◆ Task goal:
Extract all of the entries and give them again, word for word.

◆ Data provided:
--*--

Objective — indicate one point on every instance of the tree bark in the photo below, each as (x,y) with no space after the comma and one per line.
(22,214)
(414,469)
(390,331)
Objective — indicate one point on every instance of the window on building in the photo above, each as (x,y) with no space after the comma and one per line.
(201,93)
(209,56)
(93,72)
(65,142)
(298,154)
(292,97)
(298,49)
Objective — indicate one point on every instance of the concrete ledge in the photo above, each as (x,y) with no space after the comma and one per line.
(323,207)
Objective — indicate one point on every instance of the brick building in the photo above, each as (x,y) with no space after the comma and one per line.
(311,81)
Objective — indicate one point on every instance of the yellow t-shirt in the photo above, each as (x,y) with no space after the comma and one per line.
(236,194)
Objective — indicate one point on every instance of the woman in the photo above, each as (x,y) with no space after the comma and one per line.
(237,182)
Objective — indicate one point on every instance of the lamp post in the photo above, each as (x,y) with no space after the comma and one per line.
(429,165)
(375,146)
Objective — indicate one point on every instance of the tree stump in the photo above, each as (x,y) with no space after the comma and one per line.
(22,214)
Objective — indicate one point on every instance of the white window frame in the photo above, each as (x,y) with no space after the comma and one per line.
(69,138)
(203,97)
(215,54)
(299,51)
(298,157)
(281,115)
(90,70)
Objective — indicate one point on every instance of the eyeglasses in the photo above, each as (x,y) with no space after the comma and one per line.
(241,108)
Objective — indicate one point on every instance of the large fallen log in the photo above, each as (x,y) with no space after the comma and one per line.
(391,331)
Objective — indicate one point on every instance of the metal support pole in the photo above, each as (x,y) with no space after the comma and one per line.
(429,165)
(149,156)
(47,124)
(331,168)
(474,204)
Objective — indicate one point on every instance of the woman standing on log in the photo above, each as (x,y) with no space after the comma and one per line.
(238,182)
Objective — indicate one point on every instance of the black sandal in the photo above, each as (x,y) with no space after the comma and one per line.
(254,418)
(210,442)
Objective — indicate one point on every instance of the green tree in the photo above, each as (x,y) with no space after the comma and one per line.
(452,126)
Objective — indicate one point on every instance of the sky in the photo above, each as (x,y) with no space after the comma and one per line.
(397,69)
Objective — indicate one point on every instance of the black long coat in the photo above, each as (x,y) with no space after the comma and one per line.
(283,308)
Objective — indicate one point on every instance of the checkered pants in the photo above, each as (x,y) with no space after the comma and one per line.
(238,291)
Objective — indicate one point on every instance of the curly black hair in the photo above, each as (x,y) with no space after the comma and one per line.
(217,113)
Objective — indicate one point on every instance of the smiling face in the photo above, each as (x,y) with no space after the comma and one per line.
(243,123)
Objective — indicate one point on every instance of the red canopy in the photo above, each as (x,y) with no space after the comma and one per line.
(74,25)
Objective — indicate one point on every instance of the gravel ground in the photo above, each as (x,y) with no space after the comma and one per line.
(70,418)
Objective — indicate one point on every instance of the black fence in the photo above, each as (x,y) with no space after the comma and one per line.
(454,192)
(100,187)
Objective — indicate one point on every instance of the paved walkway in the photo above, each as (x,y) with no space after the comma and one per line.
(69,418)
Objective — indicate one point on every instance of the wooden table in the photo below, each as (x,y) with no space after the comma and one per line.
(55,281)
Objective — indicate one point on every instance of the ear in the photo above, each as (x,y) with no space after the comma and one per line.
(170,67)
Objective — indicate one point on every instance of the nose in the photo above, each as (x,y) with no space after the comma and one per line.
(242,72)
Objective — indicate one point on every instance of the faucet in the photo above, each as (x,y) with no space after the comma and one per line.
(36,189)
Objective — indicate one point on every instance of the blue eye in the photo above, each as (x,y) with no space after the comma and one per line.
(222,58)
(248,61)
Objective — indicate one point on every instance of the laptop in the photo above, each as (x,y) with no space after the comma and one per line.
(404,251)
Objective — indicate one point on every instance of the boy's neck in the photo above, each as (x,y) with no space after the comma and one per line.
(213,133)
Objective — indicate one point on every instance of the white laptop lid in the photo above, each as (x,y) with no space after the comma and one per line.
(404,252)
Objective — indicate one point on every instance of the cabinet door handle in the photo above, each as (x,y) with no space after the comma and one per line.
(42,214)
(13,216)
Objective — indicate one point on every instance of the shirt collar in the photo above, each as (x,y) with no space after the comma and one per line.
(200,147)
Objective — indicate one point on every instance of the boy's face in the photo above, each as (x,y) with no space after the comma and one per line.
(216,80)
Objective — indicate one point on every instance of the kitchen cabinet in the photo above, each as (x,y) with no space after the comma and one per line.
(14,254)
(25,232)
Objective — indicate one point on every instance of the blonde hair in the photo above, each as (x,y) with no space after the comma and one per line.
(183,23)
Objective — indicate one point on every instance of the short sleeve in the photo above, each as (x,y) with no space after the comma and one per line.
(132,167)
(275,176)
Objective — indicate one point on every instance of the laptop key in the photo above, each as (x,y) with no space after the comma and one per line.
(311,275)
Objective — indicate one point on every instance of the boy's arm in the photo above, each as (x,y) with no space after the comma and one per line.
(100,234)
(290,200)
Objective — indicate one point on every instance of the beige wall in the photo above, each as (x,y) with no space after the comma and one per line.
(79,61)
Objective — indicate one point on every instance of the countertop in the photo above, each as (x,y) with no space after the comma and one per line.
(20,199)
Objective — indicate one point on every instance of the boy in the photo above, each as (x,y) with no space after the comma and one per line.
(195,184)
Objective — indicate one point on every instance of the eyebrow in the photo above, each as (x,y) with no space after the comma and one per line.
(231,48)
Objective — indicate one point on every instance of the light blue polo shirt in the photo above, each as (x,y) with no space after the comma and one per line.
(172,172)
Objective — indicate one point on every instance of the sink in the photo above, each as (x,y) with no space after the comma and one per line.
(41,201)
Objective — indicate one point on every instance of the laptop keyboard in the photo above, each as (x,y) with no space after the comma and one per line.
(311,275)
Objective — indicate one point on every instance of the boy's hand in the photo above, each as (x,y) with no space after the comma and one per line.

--*--

◆ Answer area:
Objective — indicate one point on every instance of the tree bark in the photo below, each as (x,y) with no space after the comma and one per line.
(22,214)
(414,469)
(390,331)
Objective — indicate one point on every instance of the window on building in the photo above, each as (x,y) with no space after the comma and one per line.
(201,93)
(209,56)
(93,72)
(65,142)
(298,154)
(292,97)
(298,49)
Objective — indicate one point on every instance of the concrete ledge in the photo above, each as (x,y) with no space after the comma and one per line.
(323,207)
Objective — indicate one point on every instance of the brick building in the photo above, each as (x,y) with no space after the comma and one per line.
(311,81)
Objective — indicate one point on every instance of the yellow t-shirt in the photo above, each as (x,y) with no space after the comma and one per line.
(236,194)
Objective — indicate one point on every instance of the woman in the photo above, each as (x,y) with no space after the comma and one per line.
(237,182)
Objective — indicate one point on every instance of the lamp post in the photo above, each as (x,y) with no space after the comma and one per line.
(429,165)
(375,146)
Objective — indicate one point on every instance of the tree stump in the photo above, each as (x,y) with no space after the comma and one per line.
(22,214)
Objective — indicate one point on every instance of the white window frame in the photo above, each as (x,y) with no space after the comma and one per line.
(69,138)
(203,97)
(215,54)
(299,51)
(298,157)
(281,115)
(90,70)
Objective — indicate one point on every instance of the eyeglasses in the photo above, each as (x,y) with no space after the comma and one per line.
(241,108)
Objective — indicate one point on every instance of the large fallen log in the photo above, each as (x,y) with no space after the comma and one per line.
(391,331)
Objective — indicate one point on every instance of the metal support pole in the photo above, each as (x,y) with no space after the comma and one per line.
(429,165)
(149,156)
(47,124)
(331,168)
(474,204)
Objective — indicate one point on every instance of the woman standing on log in the photo above, each as (x,y) with no space after the comma and one per line.
(238,182)
Objective — indicate one point on every instance of the black sandal in the photo above, each as (x,y) with no space after the comma and one per line.
(254,418)
(210,442)
Objective — indicate one point on every instance of the green tree in the photo above, each as (x,y) with no space after the comma and one per line.
(452,126)
Objective — indicate one point on every instance of the sky in the photo above, each as (x,y) with no space after the comma and one per line.
(397,69)
Objective — indicate one point on every instance of the black long coat in the photo above, each as (x,y) with no space after the comma and one per line.
(283,308)
Objective — indicate one point on every instance of the checkered pants in the photo above, each as (x,y) with no space after the comma and one per line.
(238,291)
Objective — indicate one point on every instance of the curly black hair in the photo above, each as (x,y) with no space after the comma and one per line.
(217,113)
Objective — indicate one point on every instance of the smiling face in the photo above, each as (x,y) with no space after the comma and one per line.
(243,123)
Objective — indicate one point on every instance of the red canopy in the photo above, each as (x,y) with no space after the comma and one per line.
(74,25)
Objective — indicate one point on every instance of the gravel ground in the photo above, each as (x,y) with no space after the comma and one per line.
(70,418)
Objective — indicate one point on every instance of the black fence in the photo above, each as (x,y) with no space after the comma and one per line.
(454,192)
(100,187)
Objective — indicate one point on every instance of the paved walkway in the photo above, each as (x,y) with no space after the comma and one per line.
(69,418)
Objective — indicate one point on every instance of the wooden table in the photo below, each as (x,y) with no space after the comma and one per line.
(55,281)
Objective — indicate one point on every instance of the ear in the photo above, each as (x,y) with no space after the comma and one per line.
(170,67)
Objective — indicate one point on every instance of the nose in the photo above, each as (x,y) with no space after the comma and one per line.
(242,72)
Objective — indicate one point on every instance of the faucet in the photo above, each as (x,y) with no space after the comma and one per line.
(36,189)
Objective — indicate one point on every instance of the blue eye in the photo above, each as (x,y) with no space after the comma and one per line.
(222,58)
(248,61)
Objective — indicate one point on every instance of the laptop in the photo above, each as (x,y) with no space after the comma and one per line.
(404,251)
Objective — indicate one point on every instance of the boy's neck in the photo above, each as (x,y) with no space after the comma and one per line.
(213,133)
Objective — indicate one point on every instance of the white laptop lid in the photo above, each as (x,y) with no space after the comma and one per line.
(404,252)
Objective — indicate one point on every instance of the cabinet door handle in the photo above, each as (x,y) with no space after the comma and one per line.
(42,214)
(13,216)
Objective — indicate one point on every instance of the shirt collar in the photo above, each as (x,y) with no space after the comma and one per line.
(200,147)
Objective — indicate one point on every instance of the boy's face in the photo above, each as (x,y) with no space after the comma and one per line.
(216,80)
Objective — indicate one point on every instance of the kitchen cabinet in the photo above, each as (x,y) with no space after the comma and one per line.
(14,254)
(25,232)
Objective — indicate one point on every instance of the blonde hair in the photo above, each as (x,y) with no space after the comma and one per line.
(183,23)
Objective — indicate one point on every instance of the short sleeve in the photo above, each as (x,y) with no space after the comma and one per line.
(132,167)
(275,176)
Objective — indicate one point on every instance of the laptop key in the photo above, each as (x,y) with no space after the comma and one per line.
(311,275)
Objective — indicate one point on every instance of the boy's arm in the photo above, each as (x,y) with no space after the comma and one per line.
(100,234)
(290,200)
Objective — indicate one point on every instance of the beige wall in the photo above, each as (x,y) with no space after the comma and one per line.
(79,61)
Objective — indicate one point on every instance of the countertop in the photo above, each as (x,y) with no space after the comma and one per line.
(20,199)
Objective — indicate one point on every instance of the boy in the photo above, each as (x,y) with no space after the comma and one per line.
(195,184)
Objective — indicate one point on every instance of the eyebrow in the photo above, each as (x,y) with no space after the comma and one per line.
(231,48)
Objective — indicate one point on every instance of the light blue polo shirt in the photo above, each as (x,y) with no space after the comma and one per line.
(172,172)
Objective — indicate one point on every instance of the sink in the photo above, each as (x,y) with no space after the comma and one per line.
(41,201)
Objective — indicate one point on every instance of the laptop keyboard in the photo above, each as (x,y) with no space after the comma and one per line.
(311,275)
Objective — indicate one point on every instance of the boy's hand in the photo above, each as (x,y) with no space after the comma and one per line.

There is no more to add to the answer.